EXERCISE SET:
[a] Answer these from the journal text:
(i) How many times a year is the journal published?
(ii) What is its ISO 4 abbreviation?
(iii) In what year did it take the name Historical Studies in the Physical and Biological Sciences, and under whom?
[b] Echo everything in the journal text from "- Historical Studies" down to "name in 2008.".
[c] Write what comes next in the journal text, starting after its final sentence.

EXERCISE TEXT:
== == ==
Historical Studies in the Natural Sciences
- Discipline: History of science
- Language: English

Publication details
- Former name(s): Historical Studies in the Physical Sciences, Historical Studies in the Physical and Biological Sciences, Chymia
- History: 1948–present
- Publisher: University of California Press (United States)
- Frequency: 5/year
- Impact factor: 0.417 (2018)

Standard abbreviations
- ISO 4: Hist. Stud. Nat. Sci.

Indexing
- ISSN: 1939-1811 (print) 1939-182X (web)
- Historical Studies in the Physical and Biological Sciences
- ISSN: 0890-9997

Links
- Journal homepage; Online access; Online archive;

= Historical Studies in the Natural Sciences =

Historical Studies in the Natural Sciences is a peer-reviewed academic journal published by the University of California Press on behalf of the Office for History of Science and Technology (University of California, Berkeley). It was established as Chymia in 1948, being published under than name until 1967 when it temporarily ceased publication. It resumed under Historical Studies in the Physical Sciences in 1969, renaming itself Historical Studies in the Physical and Biological Sciences in 1986 under John L. Heilbron, an acquiring its current name in 2008.
== == ==
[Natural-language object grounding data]
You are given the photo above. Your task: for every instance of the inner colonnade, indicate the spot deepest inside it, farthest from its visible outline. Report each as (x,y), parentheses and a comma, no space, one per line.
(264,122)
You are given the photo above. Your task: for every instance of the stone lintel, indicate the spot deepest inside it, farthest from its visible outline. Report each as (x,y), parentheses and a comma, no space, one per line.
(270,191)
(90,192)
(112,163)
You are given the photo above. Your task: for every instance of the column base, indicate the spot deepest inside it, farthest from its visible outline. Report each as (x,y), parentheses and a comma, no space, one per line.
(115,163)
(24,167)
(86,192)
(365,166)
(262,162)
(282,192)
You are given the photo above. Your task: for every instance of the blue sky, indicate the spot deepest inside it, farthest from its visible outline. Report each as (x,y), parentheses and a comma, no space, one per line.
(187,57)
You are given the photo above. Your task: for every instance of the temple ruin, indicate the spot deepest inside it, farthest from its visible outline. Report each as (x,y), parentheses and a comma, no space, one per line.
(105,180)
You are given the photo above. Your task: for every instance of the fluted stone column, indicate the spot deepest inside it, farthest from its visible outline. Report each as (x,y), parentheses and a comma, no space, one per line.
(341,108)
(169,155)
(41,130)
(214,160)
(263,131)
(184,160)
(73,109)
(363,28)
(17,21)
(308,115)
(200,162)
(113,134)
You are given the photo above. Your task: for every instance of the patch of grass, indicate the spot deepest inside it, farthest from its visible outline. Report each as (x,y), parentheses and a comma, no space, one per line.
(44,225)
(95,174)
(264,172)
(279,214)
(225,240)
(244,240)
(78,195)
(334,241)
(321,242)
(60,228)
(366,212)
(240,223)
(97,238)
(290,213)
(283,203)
== == ==
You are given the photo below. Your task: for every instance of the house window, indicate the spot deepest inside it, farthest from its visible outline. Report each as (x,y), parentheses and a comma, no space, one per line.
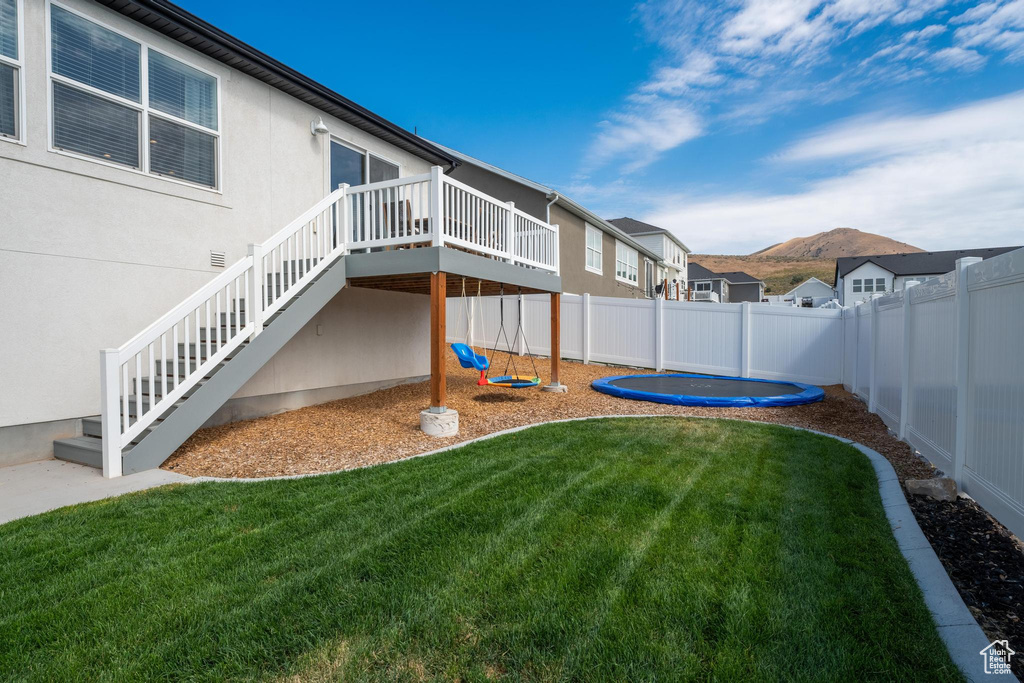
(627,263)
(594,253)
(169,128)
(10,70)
== == ==
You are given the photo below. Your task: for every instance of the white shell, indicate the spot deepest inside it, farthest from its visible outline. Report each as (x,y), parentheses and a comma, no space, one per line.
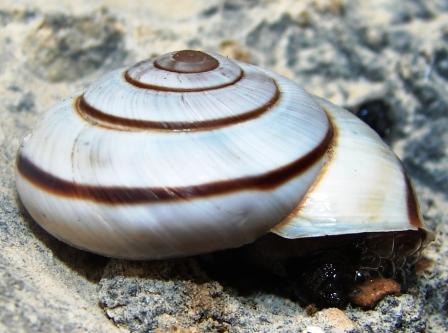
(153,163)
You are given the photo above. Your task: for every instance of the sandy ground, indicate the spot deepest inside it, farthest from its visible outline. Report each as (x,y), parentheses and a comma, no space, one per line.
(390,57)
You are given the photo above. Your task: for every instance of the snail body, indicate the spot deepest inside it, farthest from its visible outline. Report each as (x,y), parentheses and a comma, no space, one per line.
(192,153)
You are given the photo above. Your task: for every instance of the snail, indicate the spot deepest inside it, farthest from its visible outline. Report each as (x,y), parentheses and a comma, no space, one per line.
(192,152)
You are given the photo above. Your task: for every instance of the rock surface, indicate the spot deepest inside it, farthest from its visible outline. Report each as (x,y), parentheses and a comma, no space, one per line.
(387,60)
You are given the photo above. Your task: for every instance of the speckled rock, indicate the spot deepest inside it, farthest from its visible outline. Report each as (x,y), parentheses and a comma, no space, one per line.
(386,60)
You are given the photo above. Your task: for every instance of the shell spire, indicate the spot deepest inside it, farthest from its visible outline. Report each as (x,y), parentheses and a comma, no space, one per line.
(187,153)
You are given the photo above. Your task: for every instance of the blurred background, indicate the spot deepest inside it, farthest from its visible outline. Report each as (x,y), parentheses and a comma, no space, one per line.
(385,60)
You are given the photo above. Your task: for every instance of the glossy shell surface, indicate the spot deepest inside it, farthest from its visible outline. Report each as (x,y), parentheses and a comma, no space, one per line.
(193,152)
== == ==
EXPECTED OUTPUTS:
[a]
(i) 5 times a year
(ii) Hist. Stud. Nat. Sci.
(iii) 1986, under John L. Heilbron

[b]
- Historical Studies in the Physical and Biological Sciences
- ISSN: 0890-9997

Links
- Journal homepage; Online access; Online archive;

= Historical Studies in the Natural Sciences =

Historical Studies in the Natural Sciences is a peer-reviewed academic journal published by the University of California Press on behalf of the Office for History of Science and Technology (University of California, Berkeley). It was established as Chymia in 1948, being published under than name until 1967 when it temporarily ceased publication. It resumed under Historical Studies in the Physical Sciences in 1969, renaming itself Historical Studies in the Physical and Biological Sciences in 1986 under John L. Heilbron, an acquiring its current name in 2008.

[c]
It covers the study of the intellectual and social history of the physical sciences (including physics, chemistry, and astronomy) and the biological sciences (including biology, biophysics, and genetics), from the 17th century to the modern era.

Russell McCormmach, who edited the first ten annual volumes of Historical Studies in the Physical Sciences. John L. Heilbron took over as editor in 1980 and in 1985 added "Biological" to the title. In 2008, Cathryn Carson took over as editor-in-chief.

== Abstracting and indexing ==
The journal is abstracted and indexed in:

- America: History and Life
- Arts and Humanities Citation Index
- British Humanities Index
- Chemical Abstracts
- Current Contents/Arts & Humanities
- Current Contents/Life Sciences
- Expanded Academic ASAP
- FRANCIS
- ProQuest
- Russian Academy of Sciences Bibliographies
- Scopus
- Social Sciences Citation Index

According to the Journal Citation Reports, the journal has a 2018 impact factor of 0.417.